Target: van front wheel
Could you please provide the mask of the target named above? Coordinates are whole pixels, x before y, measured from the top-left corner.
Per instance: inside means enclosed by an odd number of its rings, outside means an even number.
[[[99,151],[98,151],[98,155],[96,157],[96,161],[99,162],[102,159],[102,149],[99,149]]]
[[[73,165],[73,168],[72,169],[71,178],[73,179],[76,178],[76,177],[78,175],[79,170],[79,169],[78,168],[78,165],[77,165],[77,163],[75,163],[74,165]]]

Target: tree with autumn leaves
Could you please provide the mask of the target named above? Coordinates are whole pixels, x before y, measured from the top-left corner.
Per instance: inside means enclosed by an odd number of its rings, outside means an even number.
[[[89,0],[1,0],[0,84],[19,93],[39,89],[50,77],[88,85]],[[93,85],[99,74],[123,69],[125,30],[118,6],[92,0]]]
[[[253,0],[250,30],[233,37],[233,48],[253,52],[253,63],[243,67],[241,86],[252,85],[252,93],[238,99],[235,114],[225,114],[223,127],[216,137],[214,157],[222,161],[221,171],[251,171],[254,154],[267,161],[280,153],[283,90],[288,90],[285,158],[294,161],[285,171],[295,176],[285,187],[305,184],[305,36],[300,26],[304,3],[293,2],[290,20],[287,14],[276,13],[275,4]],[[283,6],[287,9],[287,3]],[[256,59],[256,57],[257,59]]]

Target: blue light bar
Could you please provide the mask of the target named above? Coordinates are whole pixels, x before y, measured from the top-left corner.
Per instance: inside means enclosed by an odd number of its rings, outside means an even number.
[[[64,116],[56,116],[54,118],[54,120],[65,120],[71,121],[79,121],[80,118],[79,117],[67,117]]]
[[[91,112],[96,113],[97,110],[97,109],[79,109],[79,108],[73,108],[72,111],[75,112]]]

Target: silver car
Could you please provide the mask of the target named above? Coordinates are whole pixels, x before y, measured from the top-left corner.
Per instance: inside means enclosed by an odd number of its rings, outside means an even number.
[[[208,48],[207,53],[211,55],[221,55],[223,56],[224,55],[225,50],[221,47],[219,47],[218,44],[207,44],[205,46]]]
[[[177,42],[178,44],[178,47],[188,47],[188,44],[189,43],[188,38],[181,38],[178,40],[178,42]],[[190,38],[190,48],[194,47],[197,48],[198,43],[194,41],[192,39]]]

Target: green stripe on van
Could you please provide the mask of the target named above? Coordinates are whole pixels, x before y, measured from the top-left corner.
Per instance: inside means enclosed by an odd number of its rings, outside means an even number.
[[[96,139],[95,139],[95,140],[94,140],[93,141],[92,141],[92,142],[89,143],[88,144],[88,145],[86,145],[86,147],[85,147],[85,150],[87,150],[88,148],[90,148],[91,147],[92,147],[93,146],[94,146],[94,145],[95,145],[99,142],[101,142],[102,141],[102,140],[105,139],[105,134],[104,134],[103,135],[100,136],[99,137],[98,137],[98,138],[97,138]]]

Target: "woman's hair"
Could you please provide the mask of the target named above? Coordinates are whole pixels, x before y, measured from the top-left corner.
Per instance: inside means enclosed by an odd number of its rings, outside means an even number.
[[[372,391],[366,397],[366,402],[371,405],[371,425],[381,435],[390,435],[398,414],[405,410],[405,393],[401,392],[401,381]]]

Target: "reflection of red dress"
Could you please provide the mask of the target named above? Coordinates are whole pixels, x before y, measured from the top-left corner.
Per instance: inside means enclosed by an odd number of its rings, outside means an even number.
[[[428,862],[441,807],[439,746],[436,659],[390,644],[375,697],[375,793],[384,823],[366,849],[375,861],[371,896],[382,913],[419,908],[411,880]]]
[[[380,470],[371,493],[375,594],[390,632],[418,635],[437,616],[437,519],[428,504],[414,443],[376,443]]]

────────────────────────────────────────

**任务要求:**
把上面的全部材料逐行改写成 Markdown 表格，两列分别为“序号”和“内容”，每行材料占一行，空行略去。

**任务回答:**
| 序号 | 内容 |
|---|---|
| 1 | Target: van front wheel |
| 2 | Could you please provide the mask of the target named above? Coordinates are whole pixels, x before y, measured from the top-left corner. |
| 3 | Per instance: inside means enclosed by an odd number of its rings, outside means an even number. |
| 4 | [[[99,151],[98,151],[98,155],[96,157],[96,161],[99,162],[102,159],[102,149],[99,149]]] |
| 5 | [[[73,165],[73,168],[72,169],[71,178],[73,179],[76,178],[76,177],[78,175],[79,170],[79,169],[78,168],[78,165],[77,165],[77,163],[75,163],[74,165]]] |
| 6 | Target: tree with autumn leaves |
| 7 | Could you please provide the mask of the target named above? Coordinates are whole pixels, x before y, measured from the top-left corner. |
| 8 | Per instance: inside means enclosed by an odd number of its rings, outside means an even number. |
| 9 | [[[89,0],[1,0],[0,84],[19,93],[39,89],[50,77],[88,85]],[[93,85],[99,74],[123,69],[125,30],[118,6],[92,0]]] |
| 10 | [[[253,0],[250,30],[233,37],[233,48],[253,52],[253,63],[243,67],[241,86],[252,85],[252,93],[238,99],[235,114],[225,114],[223,127],[216,137],[214,157],[222,161],[221,171],[251,171],[254,154],[267,161],[280,153],[283,90],[288,90],[285,158],[294,161],[285,171],[295,176],[285,187],[305,184],[305,36],[300,26],[304,3],[293,2],[290,20],[287,14],[276,13],[275,4]],[[283,6],[287,9],[287,3]],[[256,59],[256,57],[257,59]]] |
| 11 | Target: blue light bar |
| 12 | Could you please provide the mask of the target named above? Coordinates are whole pixels, x before y, measured from the top-left corner. |
| 13 | Per instance: inside means enclosed by an odd number of its rings, outside means an even number. |
| 14 | [[[64,116],[56,116],[54,118],[54,120],[65,120],[71,121],[79,121],[80,118],[79,117],[67,117]]] |
| 15 | [[[91,112],[96,113],[97,110],[97,109],[79,109],[79,108],[73,108],[72,111],[75,112]]] |
| 16 | Target: silver car |
| 17 | Could you please provide the mask of the target named above? Coordinates are whole pixels, x before y, measured from the top-left corner. |
| 18 | Per instance: inside means enclosed by an odd number of its rings, outside means an even number. |
| 19 | [[[208,48],[207,53],[211,55],[221,55],[223,56],[224,55],[225,50],[221,47],[219,47],[218,44],[207,44],[205,46]]] |
| 20 | [[[177,42],[178,44],[178,47],[188,47],[188,44],[189,43],[188,38],[181,38],[178,40],[178,42]],[[190,38],[190,48],[194,47],[197,48],[198,43],[194,41],[192,39]]] |
| 21 | Target: green stripe on van |
| 22 | Could you please provide the mask of the target named above? Coordinates are whole pixels, x before y, measured from the top-left corner. |
| 23 | Per instance: inside means enclosed by an odd number of its rings, outside means an even number. |
| 24 | [[[96,139],[95,139],[95,140],[94,140],[93,141],[92,141],[92,142],[89,143],[88,144],[88,145],[86,145],[86,147],[85,147],[85,150],[87,150],[88,148],[90,148],[91,147],[92,147],[93,146],[94,146],[94,145],[95,145],[99,142],[101,142],[102,141],[102,140],[105,139],[105,134],[104,134],[103,135],[100,136],[99,137],[98,137],[98,138],[97,138]]] |
| 25 | Target: "woman's hair" |
| 26 | Could you please provide the mask of the target named above? Coordinates are whole pixels, x before y, measured from the top-left corner. |
| 27 | Per instance: inside means enclosed by an odd number of its rings, outside means an even number. |
| 28 | [[[372,391],[366,397],[366,402],[371,405],[371,425],[381,435],[390,435],[398,414],[405,410],[405,393],[401,392],[401,381]]] |
| 29 | Target: "reflection of red dress" |
| 30 | Could you please provide the mask of the target named above? Coordinates are whole pixels, x before y, measured from the top-left corner. |
| 31 | Per instance: inside means enclosed by an odd number of its rings, outside means an even number. |
| 32 | [[[428,862],[441,807],[439,746],[436,659],[390,644],[375,697],[375,793],[384,823],[366,849],[375,861],[371,896],[382,913],[419,908],[411,880]]] |
| 33 | [[[380,470],[371,493],[375,594],[390,632],[418,635],[437,616],[437,519],[428,504],[414,443],[376,443]]] |